Count how many lines of the items below contain the word "wooden". Case counts. Reply with the number only.

Dataset excerpt
▼
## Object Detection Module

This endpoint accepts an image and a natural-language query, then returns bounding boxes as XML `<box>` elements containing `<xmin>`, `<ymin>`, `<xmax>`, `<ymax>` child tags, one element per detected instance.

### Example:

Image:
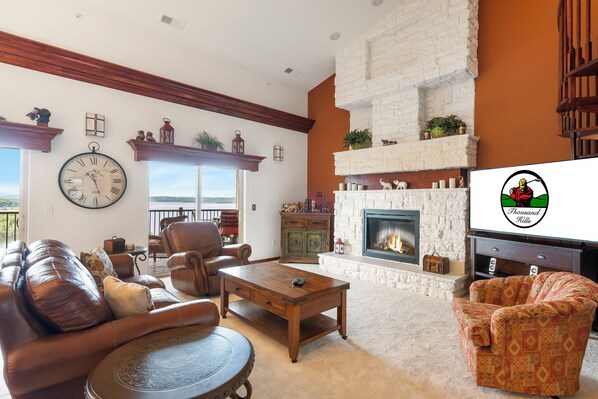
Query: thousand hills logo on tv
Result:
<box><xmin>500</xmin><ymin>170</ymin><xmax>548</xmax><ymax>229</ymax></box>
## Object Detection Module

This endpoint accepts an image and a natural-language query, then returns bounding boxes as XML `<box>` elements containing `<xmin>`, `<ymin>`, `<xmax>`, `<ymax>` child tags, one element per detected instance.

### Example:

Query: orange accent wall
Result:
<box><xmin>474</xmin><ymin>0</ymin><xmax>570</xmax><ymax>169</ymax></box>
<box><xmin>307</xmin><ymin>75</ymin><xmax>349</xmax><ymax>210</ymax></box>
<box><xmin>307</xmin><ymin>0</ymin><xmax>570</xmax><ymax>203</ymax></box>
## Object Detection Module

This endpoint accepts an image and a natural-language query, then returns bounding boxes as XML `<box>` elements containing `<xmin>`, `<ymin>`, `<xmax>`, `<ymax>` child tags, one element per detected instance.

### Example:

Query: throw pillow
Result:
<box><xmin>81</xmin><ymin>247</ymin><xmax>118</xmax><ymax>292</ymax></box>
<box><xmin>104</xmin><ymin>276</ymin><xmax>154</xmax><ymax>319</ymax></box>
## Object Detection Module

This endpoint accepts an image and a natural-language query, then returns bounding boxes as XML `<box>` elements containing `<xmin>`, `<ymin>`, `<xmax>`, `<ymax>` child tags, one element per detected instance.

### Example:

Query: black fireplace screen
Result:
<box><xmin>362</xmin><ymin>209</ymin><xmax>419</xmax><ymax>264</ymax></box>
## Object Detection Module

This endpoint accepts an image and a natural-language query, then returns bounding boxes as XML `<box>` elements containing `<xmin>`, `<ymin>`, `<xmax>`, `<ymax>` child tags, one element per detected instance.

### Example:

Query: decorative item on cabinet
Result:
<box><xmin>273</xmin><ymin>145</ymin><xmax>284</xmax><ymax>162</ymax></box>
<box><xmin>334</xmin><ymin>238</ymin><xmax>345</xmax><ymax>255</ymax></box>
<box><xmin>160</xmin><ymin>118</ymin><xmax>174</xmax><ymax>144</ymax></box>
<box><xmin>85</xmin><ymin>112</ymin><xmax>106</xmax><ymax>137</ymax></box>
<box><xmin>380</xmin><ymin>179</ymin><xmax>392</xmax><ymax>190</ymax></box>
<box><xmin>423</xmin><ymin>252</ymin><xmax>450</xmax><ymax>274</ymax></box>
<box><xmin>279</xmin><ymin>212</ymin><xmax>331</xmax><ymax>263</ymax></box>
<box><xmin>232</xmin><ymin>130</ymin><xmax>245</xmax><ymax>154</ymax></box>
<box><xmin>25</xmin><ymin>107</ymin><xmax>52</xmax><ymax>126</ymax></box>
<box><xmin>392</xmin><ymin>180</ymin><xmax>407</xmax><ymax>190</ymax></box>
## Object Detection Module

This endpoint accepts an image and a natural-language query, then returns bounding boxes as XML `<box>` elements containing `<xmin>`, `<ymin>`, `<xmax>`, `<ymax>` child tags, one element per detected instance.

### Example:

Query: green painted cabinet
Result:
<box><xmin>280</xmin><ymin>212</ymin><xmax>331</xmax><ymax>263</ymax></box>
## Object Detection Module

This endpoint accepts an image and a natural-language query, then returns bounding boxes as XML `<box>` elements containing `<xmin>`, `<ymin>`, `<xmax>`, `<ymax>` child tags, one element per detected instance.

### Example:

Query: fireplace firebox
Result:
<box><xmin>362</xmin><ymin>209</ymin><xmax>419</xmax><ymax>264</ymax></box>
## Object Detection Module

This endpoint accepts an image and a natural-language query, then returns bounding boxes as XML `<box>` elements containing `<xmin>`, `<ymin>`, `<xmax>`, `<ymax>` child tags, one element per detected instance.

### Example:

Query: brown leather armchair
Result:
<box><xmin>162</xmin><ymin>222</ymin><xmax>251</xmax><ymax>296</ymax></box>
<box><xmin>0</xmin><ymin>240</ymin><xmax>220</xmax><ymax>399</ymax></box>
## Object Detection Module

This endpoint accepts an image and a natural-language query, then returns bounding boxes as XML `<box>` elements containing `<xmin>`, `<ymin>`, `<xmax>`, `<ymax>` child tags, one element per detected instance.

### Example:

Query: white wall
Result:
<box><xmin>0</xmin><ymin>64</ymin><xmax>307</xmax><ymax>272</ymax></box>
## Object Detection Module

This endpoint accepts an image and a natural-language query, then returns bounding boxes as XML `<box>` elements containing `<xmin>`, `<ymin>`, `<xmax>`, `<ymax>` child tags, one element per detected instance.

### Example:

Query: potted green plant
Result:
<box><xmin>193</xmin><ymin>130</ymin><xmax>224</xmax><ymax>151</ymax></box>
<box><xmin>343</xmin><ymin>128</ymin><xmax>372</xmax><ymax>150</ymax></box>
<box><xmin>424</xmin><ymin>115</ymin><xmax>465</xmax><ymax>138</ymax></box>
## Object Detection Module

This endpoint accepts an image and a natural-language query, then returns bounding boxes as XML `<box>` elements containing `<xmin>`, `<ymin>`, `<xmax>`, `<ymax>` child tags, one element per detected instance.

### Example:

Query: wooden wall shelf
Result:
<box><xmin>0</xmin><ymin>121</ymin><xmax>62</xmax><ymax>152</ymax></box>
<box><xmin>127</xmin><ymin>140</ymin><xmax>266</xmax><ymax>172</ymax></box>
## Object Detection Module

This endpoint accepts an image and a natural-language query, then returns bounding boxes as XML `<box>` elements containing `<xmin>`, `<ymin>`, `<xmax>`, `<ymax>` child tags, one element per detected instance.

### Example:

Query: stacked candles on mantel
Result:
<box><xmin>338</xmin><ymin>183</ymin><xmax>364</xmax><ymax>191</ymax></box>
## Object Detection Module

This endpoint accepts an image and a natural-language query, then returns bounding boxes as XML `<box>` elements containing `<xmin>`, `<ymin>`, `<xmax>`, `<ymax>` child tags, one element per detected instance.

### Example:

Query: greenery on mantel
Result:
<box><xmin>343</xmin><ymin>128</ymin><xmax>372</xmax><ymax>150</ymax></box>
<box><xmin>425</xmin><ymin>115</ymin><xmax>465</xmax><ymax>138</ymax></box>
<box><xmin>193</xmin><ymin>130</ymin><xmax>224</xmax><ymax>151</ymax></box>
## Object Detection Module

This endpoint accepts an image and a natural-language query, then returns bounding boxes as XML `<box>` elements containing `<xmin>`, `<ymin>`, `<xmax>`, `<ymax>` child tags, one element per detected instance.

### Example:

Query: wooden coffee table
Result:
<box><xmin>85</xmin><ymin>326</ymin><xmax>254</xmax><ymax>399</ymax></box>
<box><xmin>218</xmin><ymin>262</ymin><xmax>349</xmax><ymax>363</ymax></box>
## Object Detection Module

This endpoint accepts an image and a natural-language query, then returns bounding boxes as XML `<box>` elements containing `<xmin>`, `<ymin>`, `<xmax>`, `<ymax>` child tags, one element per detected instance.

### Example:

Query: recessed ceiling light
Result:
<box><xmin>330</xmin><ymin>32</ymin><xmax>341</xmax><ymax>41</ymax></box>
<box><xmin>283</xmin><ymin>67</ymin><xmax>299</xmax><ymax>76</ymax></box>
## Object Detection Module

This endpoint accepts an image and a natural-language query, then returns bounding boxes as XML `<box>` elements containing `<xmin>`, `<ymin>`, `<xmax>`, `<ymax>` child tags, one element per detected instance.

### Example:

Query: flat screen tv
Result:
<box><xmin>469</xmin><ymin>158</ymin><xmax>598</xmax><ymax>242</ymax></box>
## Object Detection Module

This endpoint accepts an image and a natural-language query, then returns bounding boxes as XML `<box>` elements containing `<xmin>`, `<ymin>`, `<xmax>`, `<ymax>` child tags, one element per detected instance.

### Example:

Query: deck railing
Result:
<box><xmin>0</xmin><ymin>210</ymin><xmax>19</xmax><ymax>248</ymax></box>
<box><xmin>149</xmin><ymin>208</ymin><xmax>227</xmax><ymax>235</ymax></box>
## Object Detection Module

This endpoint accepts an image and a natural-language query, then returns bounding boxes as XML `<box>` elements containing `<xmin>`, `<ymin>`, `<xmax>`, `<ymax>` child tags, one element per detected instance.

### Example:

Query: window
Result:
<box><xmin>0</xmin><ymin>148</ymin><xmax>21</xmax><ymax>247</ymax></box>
▲
Output for this task
2